Stored records
※ ※ ※

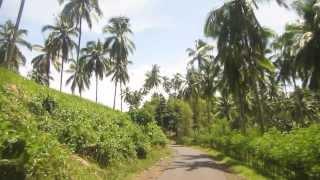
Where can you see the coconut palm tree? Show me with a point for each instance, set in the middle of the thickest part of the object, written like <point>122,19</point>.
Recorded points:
<point>62,34</point>
<point>11,47</point>
<point>77,11</point>
<point>305,36</point>
<point>133,98</point>
<point>200,53</point>
<point>95,56</point>
<point>79,77</point>
<point>38,77</point>
<point>241,49</point>
<point>119,74</point>
<point>42,63</point>
<point>167,85</point>
<point>153,78</point>
<point>177,84</point>
<point>17,58</point>
<point>120,47</point>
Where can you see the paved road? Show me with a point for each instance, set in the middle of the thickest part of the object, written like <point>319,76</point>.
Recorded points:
<point>190,164</point>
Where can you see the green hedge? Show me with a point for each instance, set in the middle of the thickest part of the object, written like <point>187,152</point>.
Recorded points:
<point>291,155</point>
<point>40,128</point>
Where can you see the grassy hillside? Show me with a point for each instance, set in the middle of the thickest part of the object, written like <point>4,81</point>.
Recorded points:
<point>51,135</point>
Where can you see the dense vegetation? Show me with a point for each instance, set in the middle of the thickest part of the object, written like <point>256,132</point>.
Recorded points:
<point>256,99</point>
<point>41,129</point>
<point>252,94</point>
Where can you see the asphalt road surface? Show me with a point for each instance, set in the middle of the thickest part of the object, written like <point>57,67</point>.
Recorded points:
<point>191,164</point>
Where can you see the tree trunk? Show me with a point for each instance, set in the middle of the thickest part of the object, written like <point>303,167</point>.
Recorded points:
<point>241,106</point>
<point>260,107</point>
<point>48,71</point>
<point>121,96</point>
<point>115,95</point>
<point>14,36</point>
<point>61,75</point>
<point>79,40</point>
<point>97,88</point>
<point>208,109</point>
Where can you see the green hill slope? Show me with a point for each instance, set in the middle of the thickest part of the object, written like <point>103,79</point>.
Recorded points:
<point>45,134</point>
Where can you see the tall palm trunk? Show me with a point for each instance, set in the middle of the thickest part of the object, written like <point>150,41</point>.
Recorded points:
<point>115,95</point>
<point>241,107</point>
<point>121,96</point>
<point>14,36</point>
<point>260,107</point>
<point>80,36</point>
<point>61,75</point>
<point>48,72</point>
<point>96,88</point>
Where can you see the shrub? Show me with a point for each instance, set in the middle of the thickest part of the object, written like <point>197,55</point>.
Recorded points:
<point>291,155</point>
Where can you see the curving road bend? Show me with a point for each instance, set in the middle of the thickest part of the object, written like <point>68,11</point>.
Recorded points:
<point>190,164</point>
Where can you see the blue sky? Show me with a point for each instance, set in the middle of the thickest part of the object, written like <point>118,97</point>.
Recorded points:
<point>163,30</point>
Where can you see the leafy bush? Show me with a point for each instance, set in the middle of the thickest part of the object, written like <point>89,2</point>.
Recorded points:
<point>141,116</point>
<point>53,125</point>
<point>181,113</point>
<point>291,155</point>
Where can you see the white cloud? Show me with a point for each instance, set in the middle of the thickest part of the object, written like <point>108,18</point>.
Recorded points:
<point>274,16</point>
<point>141,13</point>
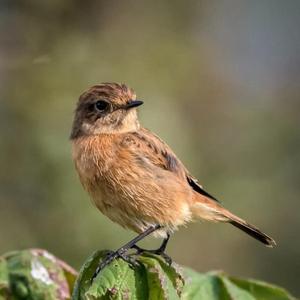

※ ※ ※

Description of the task
Write out word for word the lines starting with the one that contains "Where can you see the green hedge?" and going on through the one that contains "<point>252,94</point>", with both of those lines included.

Result for this exercise
Where can you see the green hedge? Show me with a point for each instance, set in the middle of the thickest part of the object, written like <point>187,152</point>.
Recorded points:
<point>291,155</point>
<point>40,128</point>
Where can you see the grassy hillside? Show me with a point for each instance, set in the middle of the thickest part of the object, written like <point>4,81</point>.
Recorded points:
<point>51,135</point>
Where can you see the dense vegetation? Show me with a point for each instance, set in the middle of the thickest part of the object, written like <point>256,132</point>.
Recorded points:
<point>256,99</point>
<point>41,129</point>
<point>252,94</point>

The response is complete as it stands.